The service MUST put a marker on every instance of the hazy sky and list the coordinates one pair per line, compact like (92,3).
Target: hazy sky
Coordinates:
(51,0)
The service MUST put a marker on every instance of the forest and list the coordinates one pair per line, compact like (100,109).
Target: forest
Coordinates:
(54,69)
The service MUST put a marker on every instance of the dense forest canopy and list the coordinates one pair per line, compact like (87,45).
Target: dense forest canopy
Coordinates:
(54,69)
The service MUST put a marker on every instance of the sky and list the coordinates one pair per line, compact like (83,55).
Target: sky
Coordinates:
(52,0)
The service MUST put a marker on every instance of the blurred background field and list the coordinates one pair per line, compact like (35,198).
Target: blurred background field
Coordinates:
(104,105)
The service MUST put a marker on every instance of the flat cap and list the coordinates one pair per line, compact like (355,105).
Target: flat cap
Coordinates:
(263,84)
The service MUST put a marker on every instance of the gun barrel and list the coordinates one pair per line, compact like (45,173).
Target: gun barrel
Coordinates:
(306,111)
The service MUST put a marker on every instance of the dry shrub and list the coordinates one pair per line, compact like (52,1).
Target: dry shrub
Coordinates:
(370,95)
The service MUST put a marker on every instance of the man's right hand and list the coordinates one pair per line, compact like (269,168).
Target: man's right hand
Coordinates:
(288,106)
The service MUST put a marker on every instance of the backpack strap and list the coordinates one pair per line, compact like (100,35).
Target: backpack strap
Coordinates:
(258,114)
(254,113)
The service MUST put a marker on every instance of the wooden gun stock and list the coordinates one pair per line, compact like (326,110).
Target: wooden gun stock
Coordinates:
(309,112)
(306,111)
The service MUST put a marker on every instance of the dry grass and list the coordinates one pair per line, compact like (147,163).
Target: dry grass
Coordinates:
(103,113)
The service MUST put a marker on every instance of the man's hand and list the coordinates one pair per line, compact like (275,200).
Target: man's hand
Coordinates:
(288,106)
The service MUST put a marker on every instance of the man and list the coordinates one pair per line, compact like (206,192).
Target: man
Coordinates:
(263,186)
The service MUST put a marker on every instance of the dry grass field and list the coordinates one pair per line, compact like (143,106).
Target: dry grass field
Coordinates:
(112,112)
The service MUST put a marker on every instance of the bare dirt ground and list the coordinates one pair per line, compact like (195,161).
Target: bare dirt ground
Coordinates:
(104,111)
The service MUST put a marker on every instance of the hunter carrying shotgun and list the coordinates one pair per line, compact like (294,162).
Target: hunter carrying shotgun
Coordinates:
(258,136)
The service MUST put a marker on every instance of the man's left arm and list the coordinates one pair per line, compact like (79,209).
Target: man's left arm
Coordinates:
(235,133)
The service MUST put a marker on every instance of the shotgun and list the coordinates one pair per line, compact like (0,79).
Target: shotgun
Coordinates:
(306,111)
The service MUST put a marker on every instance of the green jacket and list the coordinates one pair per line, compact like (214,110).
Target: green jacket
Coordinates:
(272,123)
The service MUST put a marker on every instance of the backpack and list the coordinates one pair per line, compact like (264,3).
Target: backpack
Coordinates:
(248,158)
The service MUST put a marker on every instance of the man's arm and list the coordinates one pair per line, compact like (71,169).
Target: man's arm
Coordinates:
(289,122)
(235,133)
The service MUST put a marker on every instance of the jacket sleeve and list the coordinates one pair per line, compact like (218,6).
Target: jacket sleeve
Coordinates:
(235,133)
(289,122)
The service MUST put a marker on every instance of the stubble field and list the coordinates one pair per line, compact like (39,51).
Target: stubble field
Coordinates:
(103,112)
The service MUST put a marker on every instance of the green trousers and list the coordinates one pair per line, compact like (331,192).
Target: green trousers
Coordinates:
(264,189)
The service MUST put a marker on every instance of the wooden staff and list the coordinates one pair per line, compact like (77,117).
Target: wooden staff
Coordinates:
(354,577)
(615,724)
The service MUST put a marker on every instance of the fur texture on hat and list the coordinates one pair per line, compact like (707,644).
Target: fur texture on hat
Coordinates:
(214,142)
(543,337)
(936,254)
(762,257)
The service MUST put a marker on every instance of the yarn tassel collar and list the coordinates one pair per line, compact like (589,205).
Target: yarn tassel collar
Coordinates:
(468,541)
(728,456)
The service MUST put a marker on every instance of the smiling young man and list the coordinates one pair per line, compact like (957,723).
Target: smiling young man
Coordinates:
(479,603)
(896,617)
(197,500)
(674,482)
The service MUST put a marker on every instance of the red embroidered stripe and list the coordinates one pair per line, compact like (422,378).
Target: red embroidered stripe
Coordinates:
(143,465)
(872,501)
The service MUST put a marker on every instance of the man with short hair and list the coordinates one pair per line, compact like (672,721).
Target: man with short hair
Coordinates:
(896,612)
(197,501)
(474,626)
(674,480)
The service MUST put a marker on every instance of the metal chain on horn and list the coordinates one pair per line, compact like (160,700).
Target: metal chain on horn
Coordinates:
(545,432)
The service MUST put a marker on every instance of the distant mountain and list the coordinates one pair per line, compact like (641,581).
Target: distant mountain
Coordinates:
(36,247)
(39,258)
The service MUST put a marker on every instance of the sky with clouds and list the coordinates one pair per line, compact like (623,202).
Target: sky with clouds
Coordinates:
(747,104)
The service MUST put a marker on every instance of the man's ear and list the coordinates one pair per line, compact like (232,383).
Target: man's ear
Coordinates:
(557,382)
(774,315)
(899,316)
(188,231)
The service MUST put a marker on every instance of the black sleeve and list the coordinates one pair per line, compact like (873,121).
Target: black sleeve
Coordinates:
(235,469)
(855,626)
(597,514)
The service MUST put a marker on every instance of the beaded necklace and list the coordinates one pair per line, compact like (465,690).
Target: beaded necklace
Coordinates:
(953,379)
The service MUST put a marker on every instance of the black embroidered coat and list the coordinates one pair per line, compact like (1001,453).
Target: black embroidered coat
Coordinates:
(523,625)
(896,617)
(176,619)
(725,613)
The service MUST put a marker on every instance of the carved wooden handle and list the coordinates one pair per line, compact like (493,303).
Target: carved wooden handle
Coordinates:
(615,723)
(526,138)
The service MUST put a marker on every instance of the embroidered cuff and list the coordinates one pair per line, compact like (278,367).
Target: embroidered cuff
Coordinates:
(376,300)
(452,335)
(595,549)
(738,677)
§
**Task brief**
Starting at the line containing "compact like (1001,453)." and ending at the end of the entries, lay out those entries as a two-column CSV with the columns instruction and points: one row per entry, with its text and its answer each in a single quoted field and line breaks replaced by spaces.

**Result below**
instruction,points
"The service MUST put a marker on every instance of the black embroidered coat and list the coordinates one pair per line, compact like (1001,453). Target: black embroidered coat Coordinates:","(523,625) (896,617) (176,619) (725,613)"
"The service MUST put a marker on every instance of the carved wooden handle and list the coordinates one pair per line, compact like (493,303). Target: carved wooden handle Coordinates:","(615,723) (526,138)"
"The service MUST put a marker on every instance of the embroidered cuff and list the coordinates one pair per line, compact like (278,367). Target: embroidered cuff Coordinates:","(376,300) (452,335) (595,549) (738,677)"